▸ **Object position labeling lines**
====================
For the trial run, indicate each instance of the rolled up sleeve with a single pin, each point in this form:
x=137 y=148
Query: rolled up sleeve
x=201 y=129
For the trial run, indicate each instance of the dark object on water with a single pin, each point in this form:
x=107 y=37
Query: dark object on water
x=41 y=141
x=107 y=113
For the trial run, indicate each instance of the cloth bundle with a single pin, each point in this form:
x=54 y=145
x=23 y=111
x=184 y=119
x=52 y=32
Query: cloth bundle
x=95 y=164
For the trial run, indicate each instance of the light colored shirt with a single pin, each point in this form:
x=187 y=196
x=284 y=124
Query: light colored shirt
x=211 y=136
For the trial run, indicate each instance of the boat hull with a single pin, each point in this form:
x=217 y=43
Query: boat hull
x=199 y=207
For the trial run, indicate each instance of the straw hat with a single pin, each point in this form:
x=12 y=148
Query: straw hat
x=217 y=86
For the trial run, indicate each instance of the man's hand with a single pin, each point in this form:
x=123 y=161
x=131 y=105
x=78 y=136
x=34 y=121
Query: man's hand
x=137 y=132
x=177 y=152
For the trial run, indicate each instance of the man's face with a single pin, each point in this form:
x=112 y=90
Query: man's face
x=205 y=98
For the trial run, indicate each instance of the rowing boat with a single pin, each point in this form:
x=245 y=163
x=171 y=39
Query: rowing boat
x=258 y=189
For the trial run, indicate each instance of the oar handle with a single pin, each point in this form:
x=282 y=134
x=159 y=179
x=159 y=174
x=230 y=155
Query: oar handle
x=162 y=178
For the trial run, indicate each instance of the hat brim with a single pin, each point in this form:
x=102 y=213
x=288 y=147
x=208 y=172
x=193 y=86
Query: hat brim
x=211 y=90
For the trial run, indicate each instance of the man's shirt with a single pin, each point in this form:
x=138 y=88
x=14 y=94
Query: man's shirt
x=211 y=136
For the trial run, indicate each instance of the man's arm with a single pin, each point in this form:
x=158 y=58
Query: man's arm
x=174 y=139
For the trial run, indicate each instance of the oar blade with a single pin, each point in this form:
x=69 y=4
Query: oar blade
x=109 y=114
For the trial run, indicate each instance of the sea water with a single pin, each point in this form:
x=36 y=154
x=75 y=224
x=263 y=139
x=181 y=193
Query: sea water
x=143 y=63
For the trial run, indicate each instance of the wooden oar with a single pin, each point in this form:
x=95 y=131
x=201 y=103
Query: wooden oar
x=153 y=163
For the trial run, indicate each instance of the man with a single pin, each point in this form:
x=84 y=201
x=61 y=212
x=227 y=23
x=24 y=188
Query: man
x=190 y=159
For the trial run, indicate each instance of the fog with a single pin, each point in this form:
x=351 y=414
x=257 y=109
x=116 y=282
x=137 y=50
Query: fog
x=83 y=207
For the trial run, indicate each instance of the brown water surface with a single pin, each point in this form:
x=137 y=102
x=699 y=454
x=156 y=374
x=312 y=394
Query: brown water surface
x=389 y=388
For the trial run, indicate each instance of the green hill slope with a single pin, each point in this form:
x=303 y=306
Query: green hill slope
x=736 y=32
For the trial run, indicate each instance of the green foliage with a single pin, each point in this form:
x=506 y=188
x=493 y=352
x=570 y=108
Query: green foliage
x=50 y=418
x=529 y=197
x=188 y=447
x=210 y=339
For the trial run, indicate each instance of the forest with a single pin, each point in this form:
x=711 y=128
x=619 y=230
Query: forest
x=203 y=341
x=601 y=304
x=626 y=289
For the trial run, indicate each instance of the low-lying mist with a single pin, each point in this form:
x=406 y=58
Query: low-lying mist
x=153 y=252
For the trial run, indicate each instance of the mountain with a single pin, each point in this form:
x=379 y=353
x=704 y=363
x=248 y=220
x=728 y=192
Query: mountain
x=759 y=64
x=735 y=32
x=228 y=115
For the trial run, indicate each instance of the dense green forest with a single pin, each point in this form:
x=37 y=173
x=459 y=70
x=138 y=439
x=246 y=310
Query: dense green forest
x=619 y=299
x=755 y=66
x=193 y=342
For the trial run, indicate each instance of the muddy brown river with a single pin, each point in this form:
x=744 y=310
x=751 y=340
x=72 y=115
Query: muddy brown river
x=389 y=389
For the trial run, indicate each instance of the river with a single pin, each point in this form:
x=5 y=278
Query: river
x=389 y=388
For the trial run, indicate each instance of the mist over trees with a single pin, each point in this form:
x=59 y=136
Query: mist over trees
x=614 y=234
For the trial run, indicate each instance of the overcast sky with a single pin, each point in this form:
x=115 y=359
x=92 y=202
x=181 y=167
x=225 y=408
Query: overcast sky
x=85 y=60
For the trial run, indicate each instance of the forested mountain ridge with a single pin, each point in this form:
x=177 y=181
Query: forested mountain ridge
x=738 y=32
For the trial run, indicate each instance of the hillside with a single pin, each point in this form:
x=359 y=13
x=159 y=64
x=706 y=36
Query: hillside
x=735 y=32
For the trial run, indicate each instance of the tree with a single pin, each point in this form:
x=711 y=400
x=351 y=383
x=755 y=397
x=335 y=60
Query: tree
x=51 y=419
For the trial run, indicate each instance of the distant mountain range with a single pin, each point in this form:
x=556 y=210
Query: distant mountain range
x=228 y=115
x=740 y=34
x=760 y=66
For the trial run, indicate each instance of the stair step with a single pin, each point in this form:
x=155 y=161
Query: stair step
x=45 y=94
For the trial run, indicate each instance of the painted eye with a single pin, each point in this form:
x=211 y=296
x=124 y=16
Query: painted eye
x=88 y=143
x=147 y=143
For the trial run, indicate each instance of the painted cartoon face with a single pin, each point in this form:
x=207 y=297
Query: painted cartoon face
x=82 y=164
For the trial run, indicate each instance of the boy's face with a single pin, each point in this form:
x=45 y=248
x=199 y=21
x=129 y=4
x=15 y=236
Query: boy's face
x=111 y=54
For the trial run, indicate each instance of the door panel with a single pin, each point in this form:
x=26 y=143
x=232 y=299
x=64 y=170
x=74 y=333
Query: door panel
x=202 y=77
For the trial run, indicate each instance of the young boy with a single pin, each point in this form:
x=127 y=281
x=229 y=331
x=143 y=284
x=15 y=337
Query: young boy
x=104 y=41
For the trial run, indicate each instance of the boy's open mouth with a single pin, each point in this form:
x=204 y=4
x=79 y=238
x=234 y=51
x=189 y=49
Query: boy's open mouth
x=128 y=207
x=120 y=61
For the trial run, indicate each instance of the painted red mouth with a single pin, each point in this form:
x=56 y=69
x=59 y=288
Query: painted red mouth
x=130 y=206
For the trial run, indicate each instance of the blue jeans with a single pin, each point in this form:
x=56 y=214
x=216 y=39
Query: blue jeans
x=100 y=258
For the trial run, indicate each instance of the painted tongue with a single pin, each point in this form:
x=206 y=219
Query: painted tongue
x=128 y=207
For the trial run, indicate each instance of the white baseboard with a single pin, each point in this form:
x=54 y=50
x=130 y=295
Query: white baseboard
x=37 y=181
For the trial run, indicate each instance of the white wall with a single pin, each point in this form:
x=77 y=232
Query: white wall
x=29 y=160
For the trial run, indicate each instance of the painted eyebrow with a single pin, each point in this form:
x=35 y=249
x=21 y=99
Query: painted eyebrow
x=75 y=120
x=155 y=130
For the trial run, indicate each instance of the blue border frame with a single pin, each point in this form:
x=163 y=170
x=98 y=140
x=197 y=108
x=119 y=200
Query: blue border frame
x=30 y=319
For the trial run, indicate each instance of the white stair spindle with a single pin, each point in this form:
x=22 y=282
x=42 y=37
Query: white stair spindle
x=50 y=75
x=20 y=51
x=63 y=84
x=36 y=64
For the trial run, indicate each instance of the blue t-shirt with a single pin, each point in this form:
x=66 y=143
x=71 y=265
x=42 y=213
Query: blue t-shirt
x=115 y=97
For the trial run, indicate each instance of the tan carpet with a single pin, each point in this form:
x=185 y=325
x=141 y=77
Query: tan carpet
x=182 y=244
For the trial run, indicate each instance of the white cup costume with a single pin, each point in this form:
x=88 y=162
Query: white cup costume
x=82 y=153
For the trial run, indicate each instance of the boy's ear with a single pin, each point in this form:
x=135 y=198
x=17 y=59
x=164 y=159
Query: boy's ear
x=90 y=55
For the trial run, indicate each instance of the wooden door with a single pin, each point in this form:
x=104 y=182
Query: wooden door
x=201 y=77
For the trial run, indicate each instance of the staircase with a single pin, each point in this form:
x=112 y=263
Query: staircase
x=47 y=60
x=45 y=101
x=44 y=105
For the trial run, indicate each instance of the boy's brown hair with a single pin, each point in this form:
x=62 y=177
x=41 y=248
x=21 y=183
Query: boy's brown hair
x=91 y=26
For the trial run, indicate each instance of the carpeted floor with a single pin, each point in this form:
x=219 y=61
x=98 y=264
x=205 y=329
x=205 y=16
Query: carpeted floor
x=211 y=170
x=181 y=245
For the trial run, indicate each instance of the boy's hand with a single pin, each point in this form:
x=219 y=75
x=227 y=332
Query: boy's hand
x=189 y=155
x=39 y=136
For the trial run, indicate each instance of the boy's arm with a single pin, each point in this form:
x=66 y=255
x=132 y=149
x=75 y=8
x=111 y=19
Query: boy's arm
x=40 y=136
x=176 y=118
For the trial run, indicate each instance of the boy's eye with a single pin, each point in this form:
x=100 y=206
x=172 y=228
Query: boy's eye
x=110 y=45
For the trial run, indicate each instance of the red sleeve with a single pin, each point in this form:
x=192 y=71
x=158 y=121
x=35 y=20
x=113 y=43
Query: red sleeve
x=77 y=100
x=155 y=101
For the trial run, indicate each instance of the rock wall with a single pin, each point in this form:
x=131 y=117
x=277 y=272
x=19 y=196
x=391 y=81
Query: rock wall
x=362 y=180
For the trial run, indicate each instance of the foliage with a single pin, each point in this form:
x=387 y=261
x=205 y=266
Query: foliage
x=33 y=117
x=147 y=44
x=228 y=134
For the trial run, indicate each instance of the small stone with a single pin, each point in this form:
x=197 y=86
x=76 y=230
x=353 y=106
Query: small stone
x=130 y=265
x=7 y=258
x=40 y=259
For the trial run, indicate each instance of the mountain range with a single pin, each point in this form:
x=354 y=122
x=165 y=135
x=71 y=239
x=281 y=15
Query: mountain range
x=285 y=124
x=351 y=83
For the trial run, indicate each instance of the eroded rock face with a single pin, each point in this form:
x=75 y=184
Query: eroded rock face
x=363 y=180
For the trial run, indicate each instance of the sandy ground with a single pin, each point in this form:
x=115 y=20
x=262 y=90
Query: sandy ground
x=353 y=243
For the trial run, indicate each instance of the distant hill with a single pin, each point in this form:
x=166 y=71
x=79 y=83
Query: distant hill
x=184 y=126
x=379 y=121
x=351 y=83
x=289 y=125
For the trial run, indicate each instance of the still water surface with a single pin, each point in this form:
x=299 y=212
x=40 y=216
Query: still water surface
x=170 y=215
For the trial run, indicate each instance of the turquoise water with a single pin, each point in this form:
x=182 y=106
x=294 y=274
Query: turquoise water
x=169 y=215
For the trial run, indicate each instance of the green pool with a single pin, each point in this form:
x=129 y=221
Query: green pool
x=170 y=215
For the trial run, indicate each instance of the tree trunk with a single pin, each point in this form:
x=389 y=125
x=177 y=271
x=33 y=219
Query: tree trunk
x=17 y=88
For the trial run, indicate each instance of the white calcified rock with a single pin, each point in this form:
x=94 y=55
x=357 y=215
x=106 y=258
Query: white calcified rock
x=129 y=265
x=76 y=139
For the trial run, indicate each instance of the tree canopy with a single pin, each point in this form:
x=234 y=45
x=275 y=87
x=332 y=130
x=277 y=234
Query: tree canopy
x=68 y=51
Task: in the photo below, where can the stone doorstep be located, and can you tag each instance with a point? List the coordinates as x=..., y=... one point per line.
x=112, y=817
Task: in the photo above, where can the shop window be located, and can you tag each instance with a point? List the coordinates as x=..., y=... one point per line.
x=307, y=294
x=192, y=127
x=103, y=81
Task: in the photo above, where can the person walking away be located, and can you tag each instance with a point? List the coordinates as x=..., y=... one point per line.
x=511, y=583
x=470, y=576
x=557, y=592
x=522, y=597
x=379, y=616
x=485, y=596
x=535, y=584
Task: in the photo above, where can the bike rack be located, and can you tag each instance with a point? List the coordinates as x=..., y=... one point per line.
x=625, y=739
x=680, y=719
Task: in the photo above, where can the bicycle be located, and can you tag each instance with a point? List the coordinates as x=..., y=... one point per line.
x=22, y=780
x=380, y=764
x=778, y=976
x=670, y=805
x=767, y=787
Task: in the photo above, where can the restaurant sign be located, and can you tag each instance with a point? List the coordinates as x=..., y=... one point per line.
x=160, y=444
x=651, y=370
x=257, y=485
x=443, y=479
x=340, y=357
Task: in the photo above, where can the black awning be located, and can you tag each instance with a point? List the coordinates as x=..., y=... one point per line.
====================
▸ **EXERCISE DESCRIPTION**
Change "trial run" to "practice round" in everything from the first line down to and including the line containing "x=174 y=139", and write those lines out again with nothing else altered.

▸ **RESPONSE TO THIS TASK**
For the practice round, indicate each instance of the rolled up sleeve with a single pin, each point in this form:
x=137 y=148
Query: rolled up sleeve
x=201 y=129
For the practice round, indicate each instance of the dark object on water with a single pin, each point in this form:
x=107 y=37
Query: dark object on water
x=41 y=141
x=107 y=113
For the practice round, indicate each instance of the cloth bundle with a single pin, each point in this form:
x=54 y=145
x=23 y=111
x=184 y=119
x=52 y=32
Query: cloth bundle
x=95 y=164
For the practice round, indicate each instance of the light colored shirt with a single pin, each point in this form:
x=187 y=196
x=284 y=124
Query: light colored shirt
x=211 y=136
For the practice round, indicate each instance of the boat hull with a single pin, each point in this form:
x=217 y=43
Query: boat hull
x=199 y=207
For the practice round, indicate each instance of the straw hat with a single pin, each point in this form:
x=12 y=148
Query: straw hat
x=217 y=86
For the practice round, indicate each instance of the man's hand with a single pin, each point in this form:
x=123 y=161
x=131 y=105
x=78 y=136
x=34 y=121
Query: man's hand
x=137 y=132
x=177 y=152
For the practice round, indicate each instance of the man's face with a single pin, each point in this form:
x=112 y=90
Query: man's face
x=205 y=98
For the practice round, indicate each instance of the rowing boat with a single pin, each point in this form:
x=245 y=163
x=171 y=39
Query: rowing boat
x=258 y=189
For the practice round, indicate each instance of the oar handle with a single pin, each point in this form:
x=282 y=134
x=159 y=179
x=159 y=174
x=230 y=155
Query: oar handle
x=162 y=178
For the practice round, indicate each instance of the hat brim with a single pin, each point in this form:
x=102 y=213
x=288 y=147
x=208 y=172
x=193 y=86
Query: hat brim
x=211 y=90
For the practice round, indicate each instance of the man's shirt with a single pin, each point in this form:
x=138 y=88
x=14 y=94
Query: man's shirt
x=211 y=136
For the practice round, indicate each instance of the man's arm with a single pin, each point in this form:
x=158 y=58
Query: man's arm
x=174 y=139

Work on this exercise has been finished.